• What the task asks
Each record below must be returned exactly as shown.

[START OF The input]

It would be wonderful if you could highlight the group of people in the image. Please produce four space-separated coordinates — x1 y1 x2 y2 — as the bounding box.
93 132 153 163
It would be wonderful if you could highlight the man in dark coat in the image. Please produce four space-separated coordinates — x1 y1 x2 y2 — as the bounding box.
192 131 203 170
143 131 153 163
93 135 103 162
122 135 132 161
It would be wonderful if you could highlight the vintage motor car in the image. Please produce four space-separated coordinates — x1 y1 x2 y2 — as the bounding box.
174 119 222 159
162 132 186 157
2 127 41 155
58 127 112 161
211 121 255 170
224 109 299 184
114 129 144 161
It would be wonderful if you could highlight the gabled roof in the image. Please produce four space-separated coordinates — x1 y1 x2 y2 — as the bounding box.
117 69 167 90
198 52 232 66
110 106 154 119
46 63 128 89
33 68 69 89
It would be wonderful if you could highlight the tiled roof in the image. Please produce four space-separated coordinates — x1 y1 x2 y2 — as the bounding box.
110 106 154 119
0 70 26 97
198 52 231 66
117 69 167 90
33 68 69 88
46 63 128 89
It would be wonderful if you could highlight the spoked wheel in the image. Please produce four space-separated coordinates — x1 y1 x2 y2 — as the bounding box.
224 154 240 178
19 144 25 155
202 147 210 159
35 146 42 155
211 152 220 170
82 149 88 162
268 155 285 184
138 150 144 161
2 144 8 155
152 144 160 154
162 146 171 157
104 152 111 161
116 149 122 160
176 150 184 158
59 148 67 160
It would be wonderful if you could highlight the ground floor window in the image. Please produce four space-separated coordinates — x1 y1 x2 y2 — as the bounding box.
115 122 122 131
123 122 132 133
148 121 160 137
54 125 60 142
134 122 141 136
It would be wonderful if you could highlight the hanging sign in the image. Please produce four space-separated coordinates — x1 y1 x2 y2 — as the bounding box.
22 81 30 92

[END OF The input]

• Exercise result
It would be wonderful if you could highlight the group of people in the image. Please produce four space-separated coordinates — x1 y1 x2 y2 — as the bounding box.
93 132 153 163
It would be wonderful if you could highlight the man in dark coat in the image. Please produce four space-separated coordinates — x1 y1 x2 y2 — as the bounding box.
192 131 203 170
143 131 153 163
93 135 103 162
122 135 132 161
It would be wonderful if you could highlight the vintage motor car in the image. Please produce four space-separated coordinates — x1 y1 x2 y2 — as the bounding box.
174 119 222 159
162 132 186 157
2 127 41 155
58 127 112 161
211 121 255 170
224 109 299 184
114 129 144 161
It would be wonderful if you could highlight the gabled roof in the image. Please produce four space-separated coordinates — x1 y1 x2 y2 — as the bounding box.
117 69 167 90
198 52 232 66
110 106 154 119
46 63 128 89
33 68 69 89
It would be wonderful if you could highlight the tiled roof in the image. Please produce four space-separated coordinates — x1 y1 x2 y2 — as the bounding box.
110 106 154 119
0 70 26 97
198 52 231 66
117 69 167 90
33 68 69 88
46 63 128 89
It would be wonderful if you could highlight the spoked wheel in the image. Please produce four space-separated coordinates — x1 y1 x2 y2 — as the bounding box.
224 154 240 178
19 144 25 155
202 147 210 159
35 146 42 155
211 152 220 170
82 149 88 162
268 155 285 184
138 150 144 161
2 144 8 155
152 144 160 154
162 146 171 157
104 152 111 161
116 149 122 160
176 150 184 158
59 148 67 160
It would be wonderful if you could highlight the ground floor window in the image. Please produce four space-separated coordinates — x1 y1 x2 y2 — as the bounding box.
115 122 122 131
123 122 132 133
148 121 160 137
54 125 60 142
134 122 141 136
It would be wonderful if you could highlight the hanging sign in the image. Please produce four space-separated coordinates — x1 y1 x2 y2 — as the bounding box.
22 81 30 92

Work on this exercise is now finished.